**Szczegóły zadania:** Wyodrębnij wszystkie wiersze tekstu ze wszystkich pozycji poniżej i powtórz je bez żadnych zmian. Obrazy pomiń.

[Wpisy z obrazami dotyczące nazwanych obszarów]
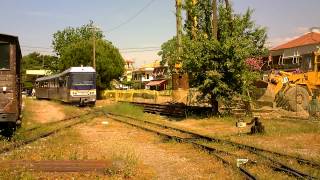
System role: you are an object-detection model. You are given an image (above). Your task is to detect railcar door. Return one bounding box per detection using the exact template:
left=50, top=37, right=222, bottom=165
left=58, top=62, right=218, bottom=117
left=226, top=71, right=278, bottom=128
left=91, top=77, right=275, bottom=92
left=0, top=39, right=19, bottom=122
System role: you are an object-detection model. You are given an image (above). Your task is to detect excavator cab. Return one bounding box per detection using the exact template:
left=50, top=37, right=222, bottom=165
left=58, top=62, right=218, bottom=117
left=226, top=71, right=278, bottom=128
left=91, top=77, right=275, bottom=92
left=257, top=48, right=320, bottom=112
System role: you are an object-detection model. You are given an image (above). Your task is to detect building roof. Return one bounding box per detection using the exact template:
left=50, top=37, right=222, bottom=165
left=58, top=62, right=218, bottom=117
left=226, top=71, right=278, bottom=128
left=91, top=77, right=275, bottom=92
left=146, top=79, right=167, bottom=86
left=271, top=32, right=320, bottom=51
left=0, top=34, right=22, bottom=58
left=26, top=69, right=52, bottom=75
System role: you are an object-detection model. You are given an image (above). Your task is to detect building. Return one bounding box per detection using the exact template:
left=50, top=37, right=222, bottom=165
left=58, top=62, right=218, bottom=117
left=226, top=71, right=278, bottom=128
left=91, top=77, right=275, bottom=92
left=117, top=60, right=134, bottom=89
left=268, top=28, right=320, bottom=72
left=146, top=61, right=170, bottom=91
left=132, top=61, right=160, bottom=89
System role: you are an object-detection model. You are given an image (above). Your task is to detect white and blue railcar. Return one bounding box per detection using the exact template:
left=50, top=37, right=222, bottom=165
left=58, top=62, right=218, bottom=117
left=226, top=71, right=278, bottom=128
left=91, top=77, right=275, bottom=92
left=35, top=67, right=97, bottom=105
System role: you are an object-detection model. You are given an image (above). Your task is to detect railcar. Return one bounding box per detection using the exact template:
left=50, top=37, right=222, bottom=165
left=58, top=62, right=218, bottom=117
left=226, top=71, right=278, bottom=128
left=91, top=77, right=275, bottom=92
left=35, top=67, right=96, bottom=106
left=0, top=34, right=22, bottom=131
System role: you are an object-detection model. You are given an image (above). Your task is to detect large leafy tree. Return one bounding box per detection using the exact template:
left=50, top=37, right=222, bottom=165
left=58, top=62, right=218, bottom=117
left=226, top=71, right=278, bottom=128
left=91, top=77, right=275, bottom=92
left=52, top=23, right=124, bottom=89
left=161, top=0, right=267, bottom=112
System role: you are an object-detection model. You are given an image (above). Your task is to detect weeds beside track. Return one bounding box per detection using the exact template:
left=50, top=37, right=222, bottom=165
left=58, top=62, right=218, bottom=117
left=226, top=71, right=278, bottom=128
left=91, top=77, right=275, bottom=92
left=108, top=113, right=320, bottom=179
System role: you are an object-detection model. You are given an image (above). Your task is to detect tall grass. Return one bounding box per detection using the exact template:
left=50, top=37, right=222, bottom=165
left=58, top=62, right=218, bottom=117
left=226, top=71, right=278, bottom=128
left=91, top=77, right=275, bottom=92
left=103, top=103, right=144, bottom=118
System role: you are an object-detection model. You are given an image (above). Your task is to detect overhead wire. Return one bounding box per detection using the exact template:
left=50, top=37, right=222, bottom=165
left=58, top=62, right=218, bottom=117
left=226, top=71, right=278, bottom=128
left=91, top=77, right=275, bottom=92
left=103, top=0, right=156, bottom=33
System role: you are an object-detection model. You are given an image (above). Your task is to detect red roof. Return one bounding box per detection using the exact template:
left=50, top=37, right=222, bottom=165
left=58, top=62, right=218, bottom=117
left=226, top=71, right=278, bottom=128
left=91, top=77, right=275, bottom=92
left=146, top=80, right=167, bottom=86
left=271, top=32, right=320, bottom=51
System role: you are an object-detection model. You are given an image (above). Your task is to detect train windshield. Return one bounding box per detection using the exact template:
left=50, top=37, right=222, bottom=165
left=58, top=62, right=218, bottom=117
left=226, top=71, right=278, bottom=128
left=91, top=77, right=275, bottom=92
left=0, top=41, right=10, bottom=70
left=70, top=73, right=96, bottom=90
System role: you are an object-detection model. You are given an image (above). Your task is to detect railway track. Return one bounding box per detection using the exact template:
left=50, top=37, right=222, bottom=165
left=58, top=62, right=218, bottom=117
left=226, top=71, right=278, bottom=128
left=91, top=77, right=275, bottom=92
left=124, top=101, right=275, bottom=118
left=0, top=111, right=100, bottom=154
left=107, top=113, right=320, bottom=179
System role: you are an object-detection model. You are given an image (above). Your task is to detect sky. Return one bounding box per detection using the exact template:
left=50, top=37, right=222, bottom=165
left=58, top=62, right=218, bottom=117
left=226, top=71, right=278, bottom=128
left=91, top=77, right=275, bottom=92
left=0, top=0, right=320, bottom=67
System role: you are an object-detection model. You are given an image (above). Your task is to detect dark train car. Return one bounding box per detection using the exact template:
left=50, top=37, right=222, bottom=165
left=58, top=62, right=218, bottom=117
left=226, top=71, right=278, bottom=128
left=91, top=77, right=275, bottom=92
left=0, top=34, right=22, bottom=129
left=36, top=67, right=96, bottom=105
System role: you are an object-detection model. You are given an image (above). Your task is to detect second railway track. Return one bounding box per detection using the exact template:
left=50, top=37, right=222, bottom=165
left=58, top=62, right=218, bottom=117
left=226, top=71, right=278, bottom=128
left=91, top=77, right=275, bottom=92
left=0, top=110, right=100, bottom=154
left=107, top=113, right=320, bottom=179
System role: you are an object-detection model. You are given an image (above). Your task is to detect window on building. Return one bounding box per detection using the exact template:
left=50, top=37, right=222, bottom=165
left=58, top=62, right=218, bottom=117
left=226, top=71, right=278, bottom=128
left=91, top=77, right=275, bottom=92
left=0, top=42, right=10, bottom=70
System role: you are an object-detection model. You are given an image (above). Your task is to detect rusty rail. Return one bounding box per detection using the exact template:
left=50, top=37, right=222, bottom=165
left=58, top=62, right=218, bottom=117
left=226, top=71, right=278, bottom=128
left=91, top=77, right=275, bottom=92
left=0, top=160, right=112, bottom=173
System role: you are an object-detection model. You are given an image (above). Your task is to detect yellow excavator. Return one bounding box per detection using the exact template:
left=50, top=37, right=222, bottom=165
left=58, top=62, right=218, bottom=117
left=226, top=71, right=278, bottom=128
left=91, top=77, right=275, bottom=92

**Odpowiedź:**
System role: you are an object-detection model. You are given an image (above). Your task is to detect railcar door. Return one bounding box per detection using the exact template:
left=50, top=37, right=222, bottom=165
left=58, top=62, right=218, bottom=117
left=226, top=71, right=278, bottom=128
left=91, top=77, right=275, bottom=92
left=0, top=39, right=19, bottom=122
System role: you are an object-detection model. You are given an image (above). Your task is to detect excavator cab. Return one bounding box per detection using the exact template:
left=50, top=37, right=222, bottom=165
left=58, top=62, right=218, bottom=117
left=226, top=71, right=278, bottom=128
left=91, top=77, right=275, bottom=92
left=257, top=48, right=320, bottom=112
System role: you are an object-detection model. You are given an image (above). Your task is to detect building roof. Return one bounding box per detection using the exact template:
left=50, top=37, right=222, bottom=165
left=58, top=62, right=218, bottom=117
left=226, top=71, right=278, bottom=128
left=91, top=77, right=275, bottom=92
left=146, top=79, right=167, bottom=86
left=271, top=32, right=320, bottom=51
left=0, top=34, right=22, bottom=58
left=26, top=69, right=52, bottom=75
System role: you are an object-detection model. You are given an image (above). Your task is to detect building. Return one bounding box per detection using the exact template:
left=50, top=37, right=222, bottom=165
left=58, top=62, right=218, bottom=117
left=226, top=71, right=278, bottom=128
left=91, top=77, right=275, bottom=92
left=117, top=60, right=134, bottom=89
left=268, top=28, right=320, bottom=72
left=146, top=61, right=170, bottom=91
left=132, top=61, right=160, bottom=89
System role: you are an object-detection model. You are given an image (above). Your task is to detect white and blue railcar. Return one bounding box per detection using the exact template:
left=50, top=37, right=222, bottom=165
left=58, top=62, right=218, bottom=117
left=226, top=71, right=278, bottom=128
left=91, top=77, right=275, bottom=92
left=35, top=67, right=97, bottom=105
System role: you are an object-detection model. You are given an image (above). Your task is to detect railcar. Return one bounding box per detection using the exact template:
left=50, top=37, right=222, bottom=165
left=58, top=62, right=218, bottom=117
left=226, top=71, right=278, bottom=128
left=91, top=77, right=275, bottom=92
left=35, top=67, right=96, bottom=106
left=0, top=34, right=22, bottom=131
System role: you are an object-detection model. You are given an image (above). Your task is to detect large leafy tree. Return one bounding box per detection using the exact template:
left=50, top=37, right=222, bottom=165
left=58, top=62, right=218, bottom=117
left=226, top=71, right=278, bottom=128
left=91, top=77, right=275, bottom=92
left=52, top=23, right=124, bottom=89
left=161, top=0, right=267, bottom=112
System role: you are an object-detection model. You are given an image (above). Your task is to detect weeds beside track. Return one bounding box per detection using the exact template:
left=50, top=37, right=222, bottom=165
left=58, top=62, right=218, bottom=117
left=226, top=71, right=278, bottom=128
left=91, top=77, right=275, bottom=92
left=108, top=113, right=320, bottom=179
System role: you are an object-detection model. You are given an image (above). Your task is to detect tall grass. Return one bounding box per detection using the exact template:
left=50, top=37, right=222, bottom=165
left=58, top=62, right=218, bottom=117
left=226, top=71, right=278, bottom=128
left=91, top=77, right=275, bottom=92
left=103, top=103, right=144, bottom=118
System role: you are an object-detection model. You are given an image (above). Your task is to detect overhead wire. Return one bounding box per detection using the exact template:
left=50, top=37, right=222, bottom=165
left=58, top=62, right=218, bottom=117
left=226, top=71, right=278, bottom=128
left=91, top=77, right=275, bottom=92
left=103, top=0, right=156, bottom=33
System role: you are an object-detection model. You are given an image (above). Your task is to detect red roof. Return one bounding box per detection using the exact template:
left=50, top=37, right=222, bottom=165
left=58, top=62, right=218, bottom=117
left=226, top=71, right=278, bottom=128
left=91, top=77, right=275, bottom=92
left=146, top=80, right=167, bottom=86
left=271, top=32, right=320, bottom=51
System role: you are an object-detection model. You are given an image (above). Your task is to detect train windshield. Return one bounding box per detection using the exact template:
left=50, top=37, right=222, bottom=165
left=58, top=62, right=218, bottom=117
left=226, top=71, right=278, bottom=128
left=91, top=77, right=275, bottom=92
left=0, top=41, right=10, bottom=70
left=70, top=73, right=96, bottom=90
System role: you are an object-detection model. You are given an image (above). Your task is to detect railway track. Return one bounding box per detection using the exact template:
left=50, top=37, right=222, bottom=165
left=58, top=62, right=218, bottom=117
left=226, top=71, right=278, bottom=128
left=91, top=77, right=275, bottom=92
left=124, top=101, right=275, bottom=118
left=0, top=111, right=100, bottom=154
left=107, top=113, right=320, bottom=179
System role: you are an object-detection model. You are given an image (above). Your task is to detect sky. Return one bounding box per detection using the exact template:
left=50, top=37, right=222, bottom=165
left=58, top=62, right=218, bottom=117
left=226, top=71, right=278, bottom=128
left=91, top=77, right=275, bottom=92
left=0, top=0, right=320, bottom=67
System role: you are an object-detection model. You are given an image (above). Your task is to detect dark train car. Return one bounding box per detection using the exact template:
left=50, top=37, right=222, bottom=165
left=58, top=62, right=218, bottom=117
left=226, top=71, right=278, bottom=128
left=91, top=77, right=275, bottom=92
left=0, top=34, right=22, bottom=129
left=36, top=67, right=96, bottom=105
System role: you are an object-detection model. You are given an image (above). Your task is to detect second railway track. Return one bounding box per detection using the exact template:
left=50, top=37, right=222, bottom=165
left=58, top=62, right=218, bottom=117
left=226, top=71, right=278, bottom=128
left=91, top=77, right=275, bottom=92
left=0, top=110, right=100, bottom=154
left=107, top=113, right=320, bottom=179
System role: you are an object-detection model. You are given an image (above). Your task is to detect window on building. Return one bounding box per detection using the exact template:
left=50, top=37, right=222, bottom=165
left=58, top=62, right=218, bottom=117
left=226, top=71, right=278, bottom=128
left=91, top=77, right=275, bottom=92
left=0, top=42, right=10, bottom=70
System role: you are an object-detection model. You are given an image (above). Your task is to detect rusty rail. Return one bounding box per detection using the exact template:
left=50, top=37, right=222, bottom=165
left=58, top=62, right=218, bottom=117
left=226, top=71, right=278, bottom=128
left=91, top=77, right=275, bottom=92
left=0, top=160, right=112, bottom=173
System role: you are an object-detection model. You are given an image (above). Your task is to detect yellow excavator. Return one bounding box per detection using the exact template:
left=50, top=37, right=222, bottom=165
left=58, top=62, right=218, bottom=117
left=226, top=71, right=278, bottom=128
left=91, top=77, right=275, bottom=92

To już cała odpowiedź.